* BEGIN Selected extract *
Unity-Technologies / ml-agents

The Unity Machine Learning Agents Toolkit (ML-Agents) is an open-source project that enables games and simulations to serve as environments for training intelligent agents using deep reinforcement learning and imitation learning.
https://unity.com/products/machine-learning-agents
Other
16.93k stars 4.14k forks source link

tensorflow-gpu tutorial is basically useless [FIXED] #1600

Closed wilk3ns closed 5 years ago

wilk3ns commented 5 years ago

I've followed all Windows installation steps carefully, here at the end everything worked on CPU. Then I tried switching GPU by provided tutorial and never got it working. Basically problem is the method provided is not valid. You cannot uninstall tensorflow and install tensorflow-gpu in order to make training happening on GPU. Basically my tensorflow-gpu install worked perfectly, it recognized my GPU and etc. But mlagents-learn script is hardcoded to check if cpu version is installed. So you can never run it on tensorflow-gpu. Please provide us with new tutorial or fix current one. Maybe we should use different version of CUDA? Any help will be appreciated! Thank you.
* END Selected extract *
■ **To-do list**:
a: In the ML-Agents issue, rewrite the passage starting with "The Unity Machine" and going on through "and imitation learning.", changing "intelligent agents" to "smart agents".
b: According to the ML-Agents issue, what is the mlagents-learn script hardcoded to check?
The lines after this are separate material, apart from the ML-Agents issue.
* BEGIN Available data *
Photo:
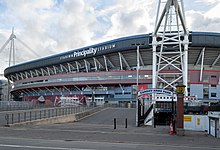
* END Available data *
■ **In response**:
a:
The Unity Machine Learning Agents Toolkit (ML-Agents) is an open-source project that enables games and simulations to serve as environments for training smart agents using deep reinforcement learning and imitation learning.

b: Whether the CPU version is installed.